• **To be done**
Copy the lines of the rows below verbatim, from the line containing "Object = pale blue sky" through the line containing "left=90, top=97, right=100, bottom=107", with both lines included.

───── Dataset extract ─────

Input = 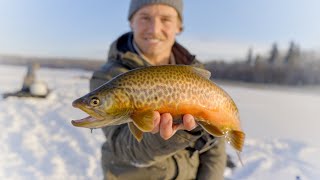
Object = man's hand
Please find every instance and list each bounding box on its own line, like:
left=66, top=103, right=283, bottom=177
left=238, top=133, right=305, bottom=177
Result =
left=151, top=111, right=198, bottom=140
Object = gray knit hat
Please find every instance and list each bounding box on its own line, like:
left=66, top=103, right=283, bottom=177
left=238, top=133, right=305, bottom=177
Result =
left=128, top=0, right=183, bottom=21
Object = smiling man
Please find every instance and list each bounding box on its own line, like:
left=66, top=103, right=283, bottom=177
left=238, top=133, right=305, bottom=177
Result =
left=90, top=0, right=226, bottom=180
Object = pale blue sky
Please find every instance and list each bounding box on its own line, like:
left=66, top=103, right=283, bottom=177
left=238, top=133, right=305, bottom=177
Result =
left=0, top=0, right=320, bottom=60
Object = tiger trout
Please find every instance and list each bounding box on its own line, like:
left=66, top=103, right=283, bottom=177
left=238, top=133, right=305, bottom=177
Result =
left=72, top=65, right=245, bottom=152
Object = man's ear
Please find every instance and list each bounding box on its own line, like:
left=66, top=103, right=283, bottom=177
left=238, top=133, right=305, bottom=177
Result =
left=176, top=25, right=184, bottom=35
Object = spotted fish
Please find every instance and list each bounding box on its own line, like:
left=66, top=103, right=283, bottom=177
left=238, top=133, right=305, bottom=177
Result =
left=72, top=65, right=245, bottom=152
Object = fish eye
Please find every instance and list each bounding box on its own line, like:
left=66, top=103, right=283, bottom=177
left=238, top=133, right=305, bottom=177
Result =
left=90, top=97, right=100, bottom=107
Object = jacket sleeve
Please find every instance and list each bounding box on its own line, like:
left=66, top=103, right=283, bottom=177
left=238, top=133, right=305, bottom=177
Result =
left=90, top=60, right=202, bottom=167
left=197, top=138, right=227, bottom=180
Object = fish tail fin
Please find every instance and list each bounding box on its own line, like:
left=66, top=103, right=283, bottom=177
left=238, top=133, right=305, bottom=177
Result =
left=226, top=130, right=245, bottom=166
left=226, top=130, right=245, bottom=152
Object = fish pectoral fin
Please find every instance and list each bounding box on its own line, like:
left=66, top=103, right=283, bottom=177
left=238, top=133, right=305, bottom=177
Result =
left=192, top=66, right=211, bottom=79
left=226, top=130, right=245, bottom=152
left=198, top=121, right=224, bottom=137
left=128, top=122, right=143, bottom=142
left=131, top=110, right=154, bottom=132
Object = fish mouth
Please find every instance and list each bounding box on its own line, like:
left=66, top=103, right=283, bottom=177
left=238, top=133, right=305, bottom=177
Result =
left=71, top=116, right=110, bottom=128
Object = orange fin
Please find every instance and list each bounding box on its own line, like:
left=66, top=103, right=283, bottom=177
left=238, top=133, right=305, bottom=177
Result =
left=192, top=66, right=211, bottom=79
left=198, top=121, right=224, bottom=137
left=131, top=110, right=154, bottom=132
left=237, top=151, right=243, bottom=167
left=226, top=130, right=245, bottom=152
left=128, top=122, right=143, bottom=142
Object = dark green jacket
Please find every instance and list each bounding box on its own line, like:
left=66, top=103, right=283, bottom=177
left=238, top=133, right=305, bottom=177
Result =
left=90, top=33, right=226, bottom=180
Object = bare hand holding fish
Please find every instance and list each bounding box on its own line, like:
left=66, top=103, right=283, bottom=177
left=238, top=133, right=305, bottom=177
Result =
left=72, top=65, right=245, bottom=152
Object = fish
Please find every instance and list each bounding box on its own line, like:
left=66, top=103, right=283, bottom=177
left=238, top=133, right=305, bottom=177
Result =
left=71, top=65, right=245, bottom=152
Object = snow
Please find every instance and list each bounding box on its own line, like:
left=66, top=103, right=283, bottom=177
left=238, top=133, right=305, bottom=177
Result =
left=0, top=65, right=320, bottom=180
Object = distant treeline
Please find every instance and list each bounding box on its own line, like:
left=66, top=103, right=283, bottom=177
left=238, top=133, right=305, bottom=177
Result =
left=206, top=42, right=320, bottom=85
left=0, top=55, right=105, bottom=70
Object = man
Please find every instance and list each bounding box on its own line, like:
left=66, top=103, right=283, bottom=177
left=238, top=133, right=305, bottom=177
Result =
left=90, top=0, right=226, bottom=180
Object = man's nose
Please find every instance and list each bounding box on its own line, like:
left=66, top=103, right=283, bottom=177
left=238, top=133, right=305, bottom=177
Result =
left=149, top=19, right=162, bottom=34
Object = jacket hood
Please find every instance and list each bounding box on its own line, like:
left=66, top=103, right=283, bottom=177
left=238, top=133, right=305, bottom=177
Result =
left=108, top=32, right=195, bottom=67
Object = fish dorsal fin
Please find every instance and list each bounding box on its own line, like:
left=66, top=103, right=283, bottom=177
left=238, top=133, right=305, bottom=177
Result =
left=198, top=121, right=224, bottom=137
left=128, top=122, right=143, bottom=142
left=131, top=110, right=154, bottom=132
left=192, top=66, right=211, bottom=79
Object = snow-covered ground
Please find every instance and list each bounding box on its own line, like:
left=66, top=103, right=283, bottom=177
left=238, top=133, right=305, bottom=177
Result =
left=0, top=65, right=320, bottom=180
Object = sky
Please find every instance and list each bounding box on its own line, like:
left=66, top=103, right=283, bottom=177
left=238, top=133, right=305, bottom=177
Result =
left=0, top=65, right=320, bottom=180
left=0, top=0, right=320, bottom=60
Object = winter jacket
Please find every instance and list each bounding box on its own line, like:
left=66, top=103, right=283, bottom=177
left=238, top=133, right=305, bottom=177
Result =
left=90, top=33, right=226, bottom=180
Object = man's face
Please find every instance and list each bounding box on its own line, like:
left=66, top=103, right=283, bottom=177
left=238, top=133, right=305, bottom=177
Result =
left=130, top=4, right=181, bottom=57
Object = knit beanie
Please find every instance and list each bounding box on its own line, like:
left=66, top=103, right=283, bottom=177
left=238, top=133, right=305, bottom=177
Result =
left=128, top=0, right=183, bottom=21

─────

• **Answer to this task**
Object = pale blue sky
Please find every instance and list each bounding box on its own line, like:
left=66, top=103, right=283, bottom=177
left=238, top=133, right=305, bottom=177
Result =
left=0, top=0, right=320, bottom=60
Object = tiger trout
Please find every instance and list each bounding box on its own line, like:
left=66, top=103, right=283, bottom=177
left=238, top=133, right=305, bottom=177
Result =
left=72, top=65, right=245, bottom=152
Object = man's ear
Please find every instance and list each bounding box on its own line, like:
left=66, top=103, right=283, bottom=177
left=238, top=133, right=305, bottom=177
Result =
left=176, top=25, right=184, bottom=35
Object = spotted fish
Please find every instance and list each bounding box on its own line, like:
left=66, top=103, right=283, bottom=177
left=238, top=133, right=305, bottom=177
Result =
left=72, top=65, right=245, bottom=152
Object = fish eye
Please find every instance and list each bounding box on its own line, like:
left=66, top=103, right=283, bottom=177
left=238, top=133, right=305, bottom=177
Result =
left=90, top=97, right=100, bottom=107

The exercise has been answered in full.